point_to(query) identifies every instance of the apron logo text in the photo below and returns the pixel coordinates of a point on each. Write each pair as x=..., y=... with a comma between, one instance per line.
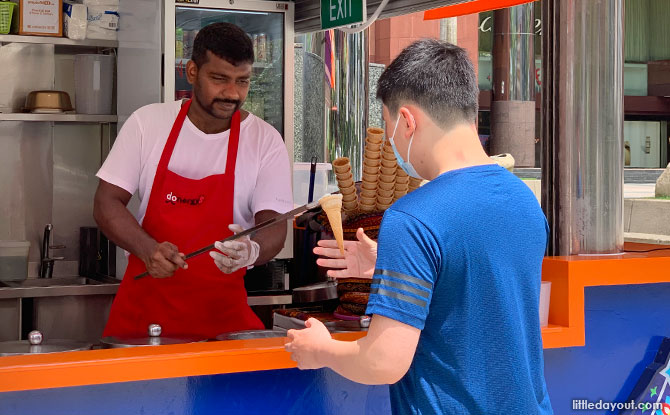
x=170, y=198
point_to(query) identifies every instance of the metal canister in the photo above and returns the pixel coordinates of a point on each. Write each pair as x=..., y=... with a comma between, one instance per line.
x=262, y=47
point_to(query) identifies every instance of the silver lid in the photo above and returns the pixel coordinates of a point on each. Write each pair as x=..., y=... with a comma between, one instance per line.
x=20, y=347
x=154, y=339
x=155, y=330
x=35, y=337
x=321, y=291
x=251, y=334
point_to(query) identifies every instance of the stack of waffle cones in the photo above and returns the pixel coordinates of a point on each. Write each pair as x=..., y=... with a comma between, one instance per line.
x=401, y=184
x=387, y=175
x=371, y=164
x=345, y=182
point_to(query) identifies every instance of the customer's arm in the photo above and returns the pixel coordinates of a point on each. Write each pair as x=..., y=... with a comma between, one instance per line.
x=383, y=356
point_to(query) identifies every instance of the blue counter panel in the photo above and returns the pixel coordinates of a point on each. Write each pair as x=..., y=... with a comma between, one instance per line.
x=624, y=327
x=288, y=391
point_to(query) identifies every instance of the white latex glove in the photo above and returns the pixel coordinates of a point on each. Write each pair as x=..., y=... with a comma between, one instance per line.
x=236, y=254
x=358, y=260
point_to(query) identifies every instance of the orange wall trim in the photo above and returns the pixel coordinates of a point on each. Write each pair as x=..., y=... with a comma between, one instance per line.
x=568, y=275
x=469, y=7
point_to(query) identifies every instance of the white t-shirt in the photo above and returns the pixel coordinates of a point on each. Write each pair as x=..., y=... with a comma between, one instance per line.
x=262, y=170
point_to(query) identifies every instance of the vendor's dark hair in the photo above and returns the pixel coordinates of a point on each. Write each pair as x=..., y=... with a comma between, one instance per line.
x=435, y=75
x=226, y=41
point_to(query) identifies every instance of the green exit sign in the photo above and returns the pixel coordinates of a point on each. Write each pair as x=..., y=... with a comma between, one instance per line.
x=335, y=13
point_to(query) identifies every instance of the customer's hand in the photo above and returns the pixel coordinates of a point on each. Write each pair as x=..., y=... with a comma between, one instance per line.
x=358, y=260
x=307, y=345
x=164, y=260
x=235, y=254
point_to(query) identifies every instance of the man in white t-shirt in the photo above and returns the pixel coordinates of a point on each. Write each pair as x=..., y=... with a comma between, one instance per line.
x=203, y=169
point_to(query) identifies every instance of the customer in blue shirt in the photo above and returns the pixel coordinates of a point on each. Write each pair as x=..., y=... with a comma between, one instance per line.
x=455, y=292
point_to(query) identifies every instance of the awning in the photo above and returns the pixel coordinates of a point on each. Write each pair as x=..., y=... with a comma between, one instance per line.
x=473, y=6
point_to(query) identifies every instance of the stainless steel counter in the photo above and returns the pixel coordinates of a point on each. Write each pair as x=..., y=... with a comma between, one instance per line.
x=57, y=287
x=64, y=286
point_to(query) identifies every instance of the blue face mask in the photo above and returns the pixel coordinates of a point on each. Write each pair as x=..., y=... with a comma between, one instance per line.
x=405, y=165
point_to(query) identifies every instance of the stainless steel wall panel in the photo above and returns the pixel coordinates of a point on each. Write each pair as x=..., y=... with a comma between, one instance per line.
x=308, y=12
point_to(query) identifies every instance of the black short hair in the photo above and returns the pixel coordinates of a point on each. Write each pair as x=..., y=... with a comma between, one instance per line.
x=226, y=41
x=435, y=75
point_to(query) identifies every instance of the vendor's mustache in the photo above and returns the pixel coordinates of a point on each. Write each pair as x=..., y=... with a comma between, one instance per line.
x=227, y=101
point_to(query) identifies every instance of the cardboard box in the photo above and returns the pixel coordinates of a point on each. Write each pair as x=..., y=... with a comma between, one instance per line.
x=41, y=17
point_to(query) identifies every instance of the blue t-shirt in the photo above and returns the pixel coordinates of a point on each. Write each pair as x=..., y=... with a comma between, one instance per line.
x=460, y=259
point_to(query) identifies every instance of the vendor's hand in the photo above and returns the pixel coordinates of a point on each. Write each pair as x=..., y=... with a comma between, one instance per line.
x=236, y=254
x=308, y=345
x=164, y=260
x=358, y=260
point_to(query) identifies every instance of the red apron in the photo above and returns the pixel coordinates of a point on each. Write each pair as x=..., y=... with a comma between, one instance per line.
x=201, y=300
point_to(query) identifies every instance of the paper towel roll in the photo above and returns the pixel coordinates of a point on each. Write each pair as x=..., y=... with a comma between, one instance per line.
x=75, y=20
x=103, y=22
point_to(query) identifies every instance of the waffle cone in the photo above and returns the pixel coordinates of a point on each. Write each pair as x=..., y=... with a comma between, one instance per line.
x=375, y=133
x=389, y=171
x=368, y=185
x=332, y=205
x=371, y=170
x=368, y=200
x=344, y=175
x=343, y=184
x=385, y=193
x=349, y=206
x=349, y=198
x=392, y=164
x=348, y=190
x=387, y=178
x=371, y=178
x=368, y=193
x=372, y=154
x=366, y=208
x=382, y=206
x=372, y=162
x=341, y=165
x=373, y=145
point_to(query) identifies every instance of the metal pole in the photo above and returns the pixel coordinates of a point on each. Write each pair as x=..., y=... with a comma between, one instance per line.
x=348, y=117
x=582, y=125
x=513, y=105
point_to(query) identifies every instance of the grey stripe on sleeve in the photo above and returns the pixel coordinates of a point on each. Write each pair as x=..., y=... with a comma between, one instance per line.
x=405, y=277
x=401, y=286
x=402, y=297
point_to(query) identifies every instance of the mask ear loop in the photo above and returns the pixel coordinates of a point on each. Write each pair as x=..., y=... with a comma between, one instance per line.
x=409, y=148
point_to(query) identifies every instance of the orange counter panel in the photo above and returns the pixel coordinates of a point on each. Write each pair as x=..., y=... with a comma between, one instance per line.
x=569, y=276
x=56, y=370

━━━━━━━━━━

Using the material above, set down every line exactly, but skip the pictures.

■ Answer to the problem
point_to(query) identifies every instance of the apron logo text in the photo below and returns the pixel coordinates of a point on each. Write each pair as x=..., y=... with a comma between, one instance per line.
x=170, y=198
point_to(query) identifies every instance of the metal canister in the photo above and returns the pixel coordinates of a point on each. Write each pair as x=..., y=... with a comma between, one instance per line.
x=262, y=47
point_to(query) identifies every instance of the silver lid in the photo above and returns the pixel coordinates of a point on each. Write each pair as x=..., y=... with a comma between, one instance per line.
x=20, y=347
x=154, y=339
x=155, y=330
x=35, y=337
x=321, y=291
x=251, y=334
point_to(query) identifies every instance of the stack of waffle cones in the photo above and returns the pixel coordinates of a point on each. Write each pair as x=..., y=... with a comma between, one instance per line.
x=401, y=184
x=387, y=175
x=371, y=164
x=345, y=182
point_to(query) identifies every instance of the customer's arm in the photo above and returns the pixel coordinates of a point on each. Write each pair as x=..., y=... with a comma between, one instance per line.
x=383, y=356
point_to(query) identifies every instance of the blue counter panel in the photo above and returns the pixel coordinates of a point on each. Write each pair as x=..., y=... with a comma between, one instance per line.
x=624, y=327
x=288, y=391
point_to(query) identifies every instance of the white latex glove in the photo above and returns the pixel coordinates of a point on each. Write each pair as x=..., y=... with a comma between, one instance per line.
x=236, y=254
x=358, y=260
point_to(query) identifies every instance of the orange wall trim in the photo above and returns the pixel coordinates of a point on each. Write each pair as x=..., y=... with a comma between, one instance per line.
x=568, y=275
x=469, y=7
point_to(query) identifies every instance of the white t-shirt in the photo above and returns the pixel coordinates of a point on each. Write each pair as x=..., y=... with a comma between, one instance per line.
x=262, y=170
point_to(query) identifies every instance of the vendor's dark hair in the photo above and returns the pixel coordinates of a point on each. Write each pair as x=..., y=... with a comma between, one instance per line.
x=435, y=75
x=226, y=41
point_to(query) identifies every instance of the green exit sign in the photo above and returns the pixel coordinates of a point on each. Write each pair as x=..., y=... with a comma between, one instance per line.
x=335, y=13
point_to(query) identifies every instance of the customer's hand in the photo above and returns the pixel coordinates of a point on each. Write each pair as x=..., y=... with a comma between, one instance per line.
x=358, y=260
x=307, y=345
x=164, y=260
x=235, y=254
point_to(query) identifies every instance of the man in white t-shirt in the photo above and returns the pixel coordinates of a point on each. Write each pair as x=..., y=... with a comma between, one instance per line.
x=203, y=169
point_to(query) identifies every instance of the customer in blue shirt in the photo above and returns the pixel coordinates of a point on each. Write each pair as x=..., y=... with a comma between, one instance per line.
x=455, y=292
point_to(query) identifies every instance of the awning in the photo above and returns the pixel coordinates of a point on each. Write each pair as x=..., y=... with a comma between, one instance per line.
x=473, y=6
point_to(query) identifies every instance of the stainless steel counter in the photo above and returns the pixel coordinates of a point on each. Write each pair as x=..., y=... with a comma between, one instance per line.
x=57, y=287
x=64, y=286
point_to(query) identifies every instance of the blue face mask in the photo above and returns the pixel coordinates of a point on each. Write each pair as x=..., y=... with a comma between, one instance per line.
x=405, y=165
point_to(query) identifies every instance of the stainless steel wall panel in the photo above and returns the pixel coordinates of a point on each. Write each pair as x=..., y=... with a comma between, one instance per line.
x=308, y=12
point_to(query) identifies every instance of the black short hair in the photo above and returns the pixel coordinates of a point on each. Write each pair as x=..., y=... with a comma between, one instance per line.
x=226, y=41
x=435, y=75
point_to(query) identifies every instance of the vendor's mustache in the photo above and returns the pixel coordinates of a point on each. Write each pair as x=..., y=... with a comma between, one instance per line.
x=227, y=101
point_to(query) identifies every instance of the cardboard box in the photo above and returns the pixel coordinates of a point on each. Write each pair as x=..., y=... with a comma between, one instance per line.
x=41, y=17
point_to(query) identifies every instance of the blue t-shirt in the photo above and returns the pixel coordinates of a point on each. Write each pair as x=..., y=... with a comma between, one instance per line.
x=460, y=259
point_to(query) identifies every instance of the vendor's hand in the photo above and returns the pixel coordinates of a point on each. Write each pair as x=..., y=... with a comma between, one instance per line.
x=236, y=254
x=308, y=345
x=164, y=260
x=358, y=260
point_to(query) identifies every instance of the red apron in the photo above and returns the pixel coordinates of a point on each. Write each pair as x=..., y=... with a comma between, one instance per line.
x=201, y=300
point_to(query) identifies every instance of the paper towel roll in the photo above and returns the pixel coordinates of a point on each. Write each pair as x=..., y=... with a comma between, one instance per line.
x=75, y=20
x=103, y=22
point_to(query) identifies every instance of the waffle cone in the photo above and returns the pixel coordinates of a point on each. Write each pair as x=..., y=... with a comma between, one instance per line.
x=375, y=133
x=389, y=171
x=368, y=185
x=332, y=205
x=371, y=170
x=368, y=200
x=344, y=175
x=343, y=184
x=385, y=193
x=349, y=206
x=349, y=198
x=392, y=164
x=348, y=190
x=387, y=178
x=371, y=178
x=368, y=193
x=372, y=154
x=366, y=208
x=382, y=206
x=372, y=162
x=341, y=165
x=373, y=145
point_to(query) identifies every instance of the metal pole in the photo above and returns the pixel coordinates of a point on each. Write each pair as x=..., y=... with a comma between, one instance per line.
x=348, y=117
x=582, y=125
x=513, y=105
point_to(query) identifies every instance of the grey stripe on sleeve in the photo above and returns the pixel coordinates of a point on each. Write each pair as x=..., y=... with a comma between, one instance per line.
x=405, y=277
x=401, y=286
x=402, y=297
point_to(query) identifies every instance of the mask ear loop in the photo above and returns the pixel coordinates of a point on each. Write each pair as x=..., y=... with a comma between, one instance per line.
x=409, y=148
point_to(query) identifies every instance of the orange counter panel in the photo above and returns the pixel coordinates of a point on each. Write each pair as x=..., y=... with a comma between, one instance per line.
x=569, y=276
x=56, y=370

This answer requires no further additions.